▸ **Short task**:
Reproduce the rows below with "dot" replaced by "marker" everywhere it occurs, leaving everything else unchanged.

— begin —

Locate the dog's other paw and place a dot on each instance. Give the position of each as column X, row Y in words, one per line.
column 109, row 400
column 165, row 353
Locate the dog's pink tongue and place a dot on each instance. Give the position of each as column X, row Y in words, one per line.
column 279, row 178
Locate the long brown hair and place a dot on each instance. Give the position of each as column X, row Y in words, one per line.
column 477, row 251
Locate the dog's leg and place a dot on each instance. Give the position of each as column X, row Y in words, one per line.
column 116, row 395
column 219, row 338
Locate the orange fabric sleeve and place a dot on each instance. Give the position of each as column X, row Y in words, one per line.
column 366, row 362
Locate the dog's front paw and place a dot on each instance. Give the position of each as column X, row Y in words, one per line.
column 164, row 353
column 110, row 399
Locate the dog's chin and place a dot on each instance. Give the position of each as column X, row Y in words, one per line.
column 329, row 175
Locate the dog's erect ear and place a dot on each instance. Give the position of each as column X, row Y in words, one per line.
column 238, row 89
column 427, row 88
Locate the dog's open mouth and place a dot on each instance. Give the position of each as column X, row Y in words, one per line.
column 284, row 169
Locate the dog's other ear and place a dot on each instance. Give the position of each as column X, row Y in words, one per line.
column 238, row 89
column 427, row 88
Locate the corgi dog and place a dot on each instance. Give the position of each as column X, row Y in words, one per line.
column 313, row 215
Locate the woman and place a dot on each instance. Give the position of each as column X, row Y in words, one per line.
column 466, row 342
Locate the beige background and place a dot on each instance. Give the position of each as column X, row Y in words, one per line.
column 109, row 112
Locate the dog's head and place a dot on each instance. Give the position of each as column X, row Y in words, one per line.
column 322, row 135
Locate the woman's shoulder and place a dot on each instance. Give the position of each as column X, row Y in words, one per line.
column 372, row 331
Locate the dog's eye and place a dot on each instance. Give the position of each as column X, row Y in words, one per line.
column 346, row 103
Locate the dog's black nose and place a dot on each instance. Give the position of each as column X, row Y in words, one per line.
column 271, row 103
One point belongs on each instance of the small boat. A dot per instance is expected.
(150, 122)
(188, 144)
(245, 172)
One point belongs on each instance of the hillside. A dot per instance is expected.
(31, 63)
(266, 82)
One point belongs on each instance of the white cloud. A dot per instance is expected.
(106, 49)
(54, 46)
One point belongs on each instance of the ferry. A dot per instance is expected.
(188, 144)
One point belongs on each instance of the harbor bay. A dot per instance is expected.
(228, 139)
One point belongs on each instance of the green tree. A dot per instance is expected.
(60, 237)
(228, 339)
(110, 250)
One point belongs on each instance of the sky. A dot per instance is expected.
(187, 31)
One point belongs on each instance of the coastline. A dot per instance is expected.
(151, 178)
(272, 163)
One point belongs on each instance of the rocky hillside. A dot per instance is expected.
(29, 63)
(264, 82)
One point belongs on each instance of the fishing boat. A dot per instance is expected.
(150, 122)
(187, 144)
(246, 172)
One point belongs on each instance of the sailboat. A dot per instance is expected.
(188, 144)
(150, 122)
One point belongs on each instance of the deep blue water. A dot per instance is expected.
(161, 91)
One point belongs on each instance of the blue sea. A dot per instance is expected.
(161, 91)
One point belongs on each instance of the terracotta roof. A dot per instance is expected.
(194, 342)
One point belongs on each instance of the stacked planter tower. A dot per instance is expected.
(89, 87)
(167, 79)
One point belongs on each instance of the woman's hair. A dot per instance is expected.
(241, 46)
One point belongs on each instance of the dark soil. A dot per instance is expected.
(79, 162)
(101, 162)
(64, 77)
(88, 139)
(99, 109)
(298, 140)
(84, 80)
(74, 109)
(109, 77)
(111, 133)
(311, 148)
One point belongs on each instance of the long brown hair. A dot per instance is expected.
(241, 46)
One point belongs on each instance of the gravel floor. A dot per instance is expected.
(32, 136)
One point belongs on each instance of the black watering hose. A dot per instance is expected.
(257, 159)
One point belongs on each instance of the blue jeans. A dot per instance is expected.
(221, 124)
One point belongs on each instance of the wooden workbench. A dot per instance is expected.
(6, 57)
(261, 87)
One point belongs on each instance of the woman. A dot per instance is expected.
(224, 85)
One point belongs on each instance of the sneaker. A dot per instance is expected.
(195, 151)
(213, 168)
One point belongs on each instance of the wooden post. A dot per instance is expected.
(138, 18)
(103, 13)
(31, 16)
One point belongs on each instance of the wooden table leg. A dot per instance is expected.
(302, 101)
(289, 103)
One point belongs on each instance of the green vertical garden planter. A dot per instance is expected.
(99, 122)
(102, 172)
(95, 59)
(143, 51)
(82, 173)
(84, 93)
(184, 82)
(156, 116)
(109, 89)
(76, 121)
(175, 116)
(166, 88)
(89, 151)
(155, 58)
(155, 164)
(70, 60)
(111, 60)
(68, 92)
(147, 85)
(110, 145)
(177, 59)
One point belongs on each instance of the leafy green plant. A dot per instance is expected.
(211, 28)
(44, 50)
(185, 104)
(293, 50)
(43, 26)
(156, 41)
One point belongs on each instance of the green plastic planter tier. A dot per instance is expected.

— end —

▸ **Full answer**:
Locate the dog's other paw and place a marker on each instance. Give the position of each as column X, row Y in words, one per line.
column 109, row 400
column 165, row 353
Locate the dog's pink tongue and place a marker on each instance. Give the position of each as column X, row Y in words, one per line.
column 279, row 178
Locate the long brown hair and place a marker on each instance. Give the position of each as column X, row Y in words, one per line.
column 477, row 251
Locate the dog's leg and place a marker on each instance. Give the position of each as column X, row Y in words, one per line.
column 116, row 395
column 219, row 338
Locate the orange fabric sleeve and place a marker on each instance. Give the position of each as column X, row Y in words, one per line.
column 366, row 362
Locate the dog's front paw and place a marker on each instance. Give the position of each as column X, row Y in words, one per line.
column 164, row 353
column 110, row 399
Locate the dog's chin and place a marker on each instance. Give the position of each as column X, row Y in words, one per line.
column 329, row 175
Locate the dog's erect ear and place a marker on each instance. Give the position of each as column X, row Y in words, one per line.
column 238, row 89
column 427, row 88
Locate the dog's open mouth and place a marker on each instance. Give the position of each as column X, row Y in words, one per line.
column 284, row 169
Locate the dog's other ear and place a marker on each instance. Give the position of each as column X, row Y in words, one per line.
column 238, row 89
column 427, row 88
Locate the corgi dog and place a marker on each instance. Give the position of each as column X, row Y in words, one per line.
column 313, row 215
Locate the woman and place a marker on each instance. Give the position of each as column X, row Y in words, one per line.
column 466, row 342
Locate the beige background and place a marker on each instance. Give the position of each as column X, row Y in words, one per line.
column 109, row 112
Locate the dog's head and place a marker on each instance. Give the position of each as column X, row Y in words, one per line.
column 322, row 135
Locate the woman's shoulder and place a marker on each instance. Give the position of each as column X, row Y in words, one per line.
column 372, row 331
Locate the dog's eye and place a marker on each instance. Give the position of each as column X, row Y in words, one per line.
column 346, row 103
Locate the dog's black nose and place a marker on each instance. Give the position of each as column X, row Y in words, one per line.
column 271, row 103
One point belongs on each instance of the small boat. A marker per instance is expected.
(150, 122)
(188, 144)
(245, 172)
One point belongs on each instance of the hillside. A marker per instance is expected.
(31, 63)
(266, 82)
One point belongs on each instance of the white cloud. A marker per instance is expected.
(106, 49)
(54, 46)
One point belongs on each instance of the ferry. A marker per instance is expected.
(188, 144)
One point belongs on each instance of the harbor bay. A marker per instance is expected.
(228, 139)
One point belongs on each instance of the green tree. A marker per instance is expected.
(60, 237)
(228, 339)
(110, 250)
One point belongs on each instance of the sky. A marker per instance is expected.
(187, 31)
One point belongs on each instance of the coastline. A marker per instance is expected.
(151, 178)
(272, 163)
One point belongs on each instance of the rocky hillside. A marker per instance is expected.
(29, 63)
(264, 82)
One point belongs on each instance of the fishing boat. A marker per instance is expected.
(150, 122)
(187, 144)
(246, 172)
One point belongs on each instance of the sailboat. A marker per instance is expected.
(188, 144)
(150, 122)
One point belongs on each instance of the deep blue water. A marker per instance is expected.
(161, 91)
One point belongs on each instance of the blue sea. A marker per instance is expected.
(161, 91)
One point belongs on each instance of the terracotta roof. A marker per instance is expected.
(194, 342)
One point belongs on each instance of the stacked planter tower. A marker per instance is expected.
(89, 87)
(167, 79)
One point belongs on each instance of the woman's hair. A marker per instance is expected.
(241, 46)
One point belongs on each instance of the dark soil. A marker per instance is expected.
(79, 162)
(101, 162)
(64, 77)
(88, 139)
(99, 109)
(298, 140)
(84, 80)
(74, 109)
(109, 77)
(111, 133)
(311, 148)
One point belongs on each instance of the long brown hair. A marker per instance is expected.
(241, 46)
One point belongs on each instance of the gravel floor. A marker per instance is expected.
(32, 136)
One point belongs on each instance of the black watering hose. A marker per instance is expected.
(257, 159)
One point belongs on each instance of the blue jeans. A marker per instance is expected.
(221, 124)
One point belongs on each instance of the wooden workbench. A marker per instance is expected.
(6, 57)
(261, 87)
One point belongs on each instance of the woman. A marker per instance is expected.
(224, 85)
One point belongs on each instance of the sneaker. A marker per instance is expected.
(195, 151)
(213, 168)
One point belongs on each instance of the wooden post. A marker per instance is expected.
(138, 18)
(103, 13)
(31, 16)
One point belongs on each instance of the wooden table leg. A marker per instance is expected.
(302, 101)
(289, 103)
One point belongs on each instance of the green vertical garden planter. A marker per instance is expected.
(99, 122)
(102, 172)
(95, 59)
(143, 51)
(82, 173)
(84, 93)
(184, 82)
(156, 116)
(109, 89)
(76, 121)
(175, 116)
(166, 88)
(89, 151)
(155, 58)
(155, 164)
(70, 60)
(111, 60)
(68, 92)
(147, 85)
(110, 145)
(177, 59)
One point belongs on each instance of the leafy green plant. A marker per instance is expected.
(211, 28)
(44, 50)
(185, 104)
(293, 50)
(43, 26)
(156, 41)
One point belongs on each instance of the green plastic planter tier. A marker per instance is expected.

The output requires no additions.